TRECHO DO DOCUMENTO:
####################
Talvez fosse melhor mudar os costumes do mundo e tornar nosso hábitat mais hospitaleiro à dignidade humana, de modo que amadurecer não exigisse o comprometimento da humanidade de uma criança. O jovem Henryk Goldszmit compartilhava as esperanças do século em que nasceu e acreditava que mudar os abomináveis hábitos do mundo estava ao alcance dos seres humanos, sendo uma tarefa viável e que ao mesmo tempo tendia a ser realizada. Mas com o passar do tempo, à medida que as pilhas de vítimas e os “danos colaterais” provocados tanto pelas más quanto pelas mais nobres intenções atingiam dimensões estratosféricas, e em que a necrose e a putrefação da carne em que os sonhos tendiam a se transformar deixava cada vez menos espaço à imaginação, essas esperanças exaltadas foram sendo despidas de sua credibilidade. Janus Korczak conhecia muito bem a desconfortável mentira que Henryk Goldszmit praticamente ignorava: não pode haver atalhos que conduzam a um mundo feito sob medida para a dignidade humana, e ao mesmo tempo é improvável que o “mundo realmente existente”, construído dia a dia por pessoas já espoliadas de sua dignidade e desacostumadas a respeitar a das outras, possam algum dia ser refeito segundo essa medida.
A este nosso mundo não se pode impor legalmente a perfeição. Não se pode forçá-lo a adotar a virtude, mas tampouco persuadi-lo a se comportar de modo virtuoso. Não se pode fazer com que seja terno e atencioso para com os seres humanos que habitam, e ao mesmo tempo tão adaptado aos seus sonhos de dignidade quanto idealmente se desejaria que fosse. Mas você deve tentar. Você vai tentar. Você o faria, de qualquer maneira, se fosse aquele Janus Korczak inspirado em Henryk Goldszmit.
####################
DADOS ARMAZENADOS:
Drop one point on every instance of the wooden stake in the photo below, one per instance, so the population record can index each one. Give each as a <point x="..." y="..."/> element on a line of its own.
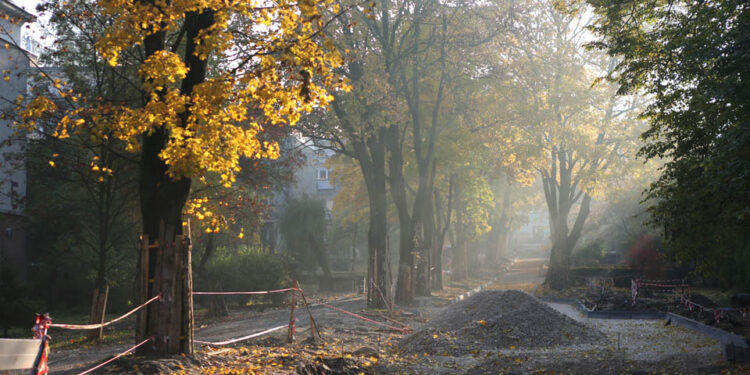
####################
QUESTÃO A:
Responda com base no trecho sobre Korczak:
(i) Segundo o trecho, o que o jovem Henryk Goldszmit acreditava estar ao alcance dos seres humanos?
(ii) De acordo com o trecho, quem conhecia muito bem a desconfortável mentira que Henryk Goldszmit praticamente ignorava?
(iii) Segundo o trecho, o que não se pode impor legalmente a este nosso mundo?
QUESTÃO B: Por favor, prolongue o trecho sobre Korczak, começando logo após a sua última frase.
O material não é necessário.

RESPOSTA REDIGIDA A:
(i) Mudar os abomináveis hábitos do mundo.
(ii) Janus Korczak.
(iii) A perfeição.

RESPOSTA REDIGIDA B:
Mas como você tentaria? Um pouco como os antiquados visionários utópicos que, não tendo conseguido tornar quadrado o círculo da segurança e da liberdade na Grande Sociedade, transformaram-se em projetistas de comunidades controladas, shopping centers e parques temáticos... No seu caso, protegendo a dignidade com que cada ser humano nasce dos gatunos e falsários que tramam roubá-la ou desvirtuá-la e mutilá-la. E você começaria pelo trabalho perpétuo de protegê-la enquanto é tempo, durante a infância dessa dignidade. Tentaria trancar o estábulo antes que o cavalo fugisse ou fosse roubado.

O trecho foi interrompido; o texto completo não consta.